Rows from a dataset for labeling boxes:
[Begin]
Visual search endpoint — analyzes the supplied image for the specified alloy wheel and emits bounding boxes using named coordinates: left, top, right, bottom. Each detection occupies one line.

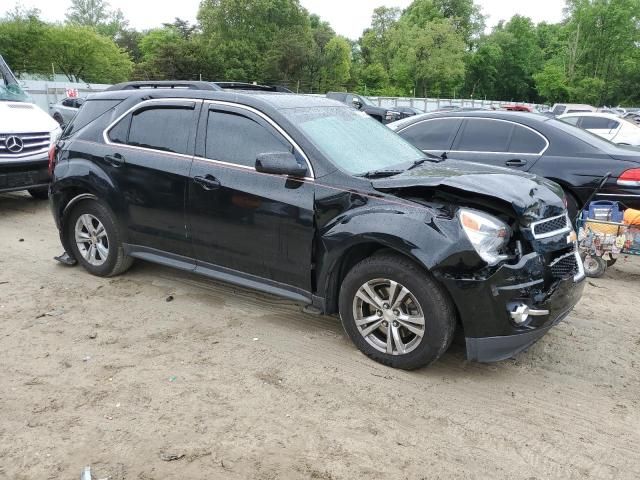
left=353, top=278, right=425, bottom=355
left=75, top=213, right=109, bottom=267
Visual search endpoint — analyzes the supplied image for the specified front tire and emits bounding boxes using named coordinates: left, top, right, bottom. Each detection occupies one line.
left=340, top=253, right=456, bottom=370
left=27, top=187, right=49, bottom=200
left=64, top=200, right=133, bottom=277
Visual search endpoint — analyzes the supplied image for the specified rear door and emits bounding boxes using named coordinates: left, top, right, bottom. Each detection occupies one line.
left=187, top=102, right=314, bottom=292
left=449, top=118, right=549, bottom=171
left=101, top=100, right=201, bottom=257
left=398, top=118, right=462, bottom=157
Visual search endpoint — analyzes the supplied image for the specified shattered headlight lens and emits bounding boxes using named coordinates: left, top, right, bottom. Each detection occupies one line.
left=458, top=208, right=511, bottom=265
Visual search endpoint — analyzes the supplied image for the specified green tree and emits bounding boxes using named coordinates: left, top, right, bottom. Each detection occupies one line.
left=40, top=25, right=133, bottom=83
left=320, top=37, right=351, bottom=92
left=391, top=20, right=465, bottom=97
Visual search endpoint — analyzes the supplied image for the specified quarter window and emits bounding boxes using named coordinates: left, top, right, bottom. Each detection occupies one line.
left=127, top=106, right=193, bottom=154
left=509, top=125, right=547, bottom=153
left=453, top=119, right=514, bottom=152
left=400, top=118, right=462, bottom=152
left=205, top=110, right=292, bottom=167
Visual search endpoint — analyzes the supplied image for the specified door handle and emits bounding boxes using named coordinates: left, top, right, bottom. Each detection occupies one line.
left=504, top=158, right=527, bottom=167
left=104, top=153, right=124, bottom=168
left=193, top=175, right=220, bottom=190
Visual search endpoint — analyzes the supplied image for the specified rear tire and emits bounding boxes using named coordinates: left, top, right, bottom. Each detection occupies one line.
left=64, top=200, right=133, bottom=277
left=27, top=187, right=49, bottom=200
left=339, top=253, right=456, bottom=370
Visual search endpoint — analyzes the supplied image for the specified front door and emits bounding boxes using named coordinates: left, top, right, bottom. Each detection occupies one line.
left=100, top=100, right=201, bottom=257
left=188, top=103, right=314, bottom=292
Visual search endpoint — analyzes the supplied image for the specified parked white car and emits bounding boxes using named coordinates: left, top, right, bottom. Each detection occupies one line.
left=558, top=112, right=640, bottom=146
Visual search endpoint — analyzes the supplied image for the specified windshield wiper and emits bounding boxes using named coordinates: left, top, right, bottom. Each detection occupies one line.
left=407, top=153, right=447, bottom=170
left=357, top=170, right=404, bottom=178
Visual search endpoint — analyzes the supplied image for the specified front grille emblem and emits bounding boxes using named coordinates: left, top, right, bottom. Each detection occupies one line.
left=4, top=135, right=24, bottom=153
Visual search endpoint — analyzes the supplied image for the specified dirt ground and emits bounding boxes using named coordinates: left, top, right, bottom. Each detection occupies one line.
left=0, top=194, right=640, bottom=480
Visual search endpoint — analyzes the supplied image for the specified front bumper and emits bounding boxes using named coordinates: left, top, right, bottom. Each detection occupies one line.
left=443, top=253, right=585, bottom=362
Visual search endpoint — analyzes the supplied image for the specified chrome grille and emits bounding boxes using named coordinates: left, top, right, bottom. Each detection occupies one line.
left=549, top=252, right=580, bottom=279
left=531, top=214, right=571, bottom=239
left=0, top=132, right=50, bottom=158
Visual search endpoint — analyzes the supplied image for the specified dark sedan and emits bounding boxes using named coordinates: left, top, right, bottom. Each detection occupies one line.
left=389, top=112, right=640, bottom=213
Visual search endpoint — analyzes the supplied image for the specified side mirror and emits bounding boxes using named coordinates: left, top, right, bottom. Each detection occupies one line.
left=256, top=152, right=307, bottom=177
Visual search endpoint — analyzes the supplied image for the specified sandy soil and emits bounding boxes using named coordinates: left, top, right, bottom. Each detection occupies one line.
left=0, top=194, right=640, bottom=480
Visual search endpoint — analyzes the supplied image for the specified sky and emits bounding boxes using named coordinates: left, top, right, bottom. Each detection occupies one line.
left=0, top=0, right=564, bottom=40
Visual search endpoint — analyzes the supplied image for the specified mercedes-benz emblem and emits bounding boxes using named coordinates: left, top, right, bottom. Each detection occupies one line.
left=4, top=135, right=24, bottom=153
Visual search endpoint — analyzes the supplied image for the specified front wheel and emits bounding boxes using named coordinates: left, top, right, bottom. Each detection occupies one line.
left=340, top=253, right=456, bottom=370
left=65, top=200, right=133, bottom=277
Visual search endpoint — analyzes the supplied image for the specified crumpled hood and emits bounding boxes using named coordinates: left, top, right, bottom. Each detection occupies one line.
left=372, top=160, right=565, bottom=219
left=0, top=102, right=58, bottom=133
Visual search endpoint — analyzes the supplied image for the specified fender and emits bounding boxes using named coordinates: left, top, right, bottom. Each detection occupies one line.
[End]
INSTRUCTION: Rewrite all of the data above, replacing every instance of "Visual search endpoint" with "Image search endpoint" and leaving everything else unchanged. Leave out the pictures.

COMPLETE ANSWER:
Image search endpoint — analyzes the supplied image for the specified alloy wheel and emits bounding boxes using named coordinates: left, top, right, bottom. Each detection occupies one line.

left=353, top=278, right=425, bottom=355
left=75, top=213, right=109, bottom=267
Image search endpoint — analyzes the supplied image for the specified front tire and emits bounding boxes using named coordinates: left, top, right, bottom. Each detection occupies one line.
left=340, top=253, right=456, bottom=370
left=27, top=187, right=49, bottom=200
left=64, top=200, right=133, bottom=277
Image search endpoint — analyzes the supplied image for the specified rear door and emits bounding boxes using named coordinates: left, top, right, bottom. Each detection occupies one line.
left=187, top=102, right=314, bottom=292
left=449, top=118, right=549, bottom=171
left=101, top=100, right=201, bottom=257
left=398, top=118, right=462, bottom=157
Image search endpoint — analyzes the supplied image for the specified shattered headlight lens and emits bounding boxes using named coordinates: left, top, right, bottom. Each detection occupies one line.
left=458, top=208, right=511, bottom=265
Image search endpoint — analyzes the supplied image for the specified green tree and emits bounding boxes using named coordinates: left, top, right, bottom. Each detection occupies one line.
left=40, top=25, right=133, bottom=83
left=320, top=37, right=351, bottom=92
left=391, top=20, right=465, bottom=97
Image search endpoint — analyzes the supplied image for the specified quarter window and emits bounding boxes using named coordinates: left, top, right, bottom. Each detection occupies one line.
left=127, top=106, right=193, bottom=154
left=509, top=125, right=547, bottom=153
left=453, top=119, right=514, bottom=152
left=400, top=118, right=462, bottom=152
left=205, top=110, right=292, bottom=167
Image search endpoint — analyzes the supplied image for the specified door handle and emits bounding boxes using named coordinates: left, top, right, bottom. Each detection occupies one line.
left=504, top=158, right=527, bottom=167
left=104, top=153, right=124, bottom=168
left=193, top=175, right=220, bottom=190
Image search endpoint — analyzes the supplied image for the specified rear tire and emits bounding boxes using named coordinates: left, top, right, bottom. Each detection occupies one line.
left=64, top=200, right=133, bottom=277
left=27, top=187, right=49, bottom=200
left=339, top=253, right=456, bottom=370
Image search endpoint — analyzes the supplied image for the specified front door and emits bounding boxes using named coordinates: left, top, right, bottom. Each detection occupies one line.
left=100, top=100, right=201, bottom=257
left=188, top=103, right=314, bottom=292
Image search endpoint — analyzes the supplied image for the specified parked white car and emits bounding boxes using named coordinates: left, top, right, bottom. Each detection occupies one line.
left=558, top=112, right=640, bottom=146
Image search endpoint — analyzes the supplied image for the specified windshield wiper and emits bounding boxes using named coordinates: left, top, right, bottom. Each detection occupies one line.
left=407, top=153, right=447, bottom=170
left=357, top=170, right=404, bottom=178
Image search endpoint — analyzes the supplied image for the specified front grille emblem and emits bounding boxes using named coordinates: left, top, right, bottom. Each detection occupies one line.
left=4, top=135, right=24, bottom=153
Image search endpoint — analyzes the supplied image for the specified dirt ground and emits bounding boxes using named coordinates: left, top, right, bottom. Each detection occupies one line.
left=0, top=194, right=640, bottom=480
Image search endpoint — analyzes the supplied image for the specified front bumper and emits bounding boxes using named coordinates: left, top, right, bottom. Each detection occupies one line.
left=443, top=253, right=585, bottom=362
Image search endpoint — analyzes the supplied image for the specified chrome grille and emits bounding boxes using named coordinates: left, top, right, bottom. Each detection occupies one line.
left=549, top=252, right=580, bottom=279
left=531, top=214, right=571, bottom=239
left=0, top=132, right=50, bottom=158
Image search endpoint — analyzes the supplied image for the specified dark sedan and emits bounding boxes using named coordinates: left, top, right, bottom. Each detection occupies one line.
left=389, top=112, right=640, bottom=213
Image search endpoint — analyzes the supplied image for the specified side mirror and emits bounding boxes using named coordinates: left, top, right, bottom. Each detection occupies one line.
left=256, top=152, right=307, bottom=177
Image search endpoint — analyzes the supplied image for the specified sandy soil and emits bounding boxes using named coordinates: left, top, right, bottom. Each detection occupies one line.
left=0, top=194, right=640, bottom=480
Image search endpoint — analyzes the supplied image for the specified sky and emits bounding boxes using named coordinates: left, top, right, bottom. Each detection occupies one line.
left=0, top=0, right=564, bottom=40
Image search endpoint — analyzes the supplied image for the specified mercedes-benz emblem and emits bounding boxes using named coordinates: left, top, right, bottom. Each detection occupies one line.
left=4, top=135, right=24, bottom=153
Image search endpoint — analyzes the supplied image for the specified front wheel and emits bounding boxes using named coordinates: left, top, right, bottom. Each detection occupies one line.
left=340, top=253, right=456, bottom=370
left=65, top=200, right=133, bottom=277
Image search endpoint — analyzes the supplied image for the specified crumpled hood and emits bounding boxes using named coordinates: left, top, right, bottom. Each detection occupies one line.
left=372, top=160, right=565, bottom=219
left=0, top=102, right=58, bottom=133
Image search endpoint — analyzes the supplied image for the specified fender and emits bounding boxes using named coordinates: left, top, right, bottom. Each detection occupies one line.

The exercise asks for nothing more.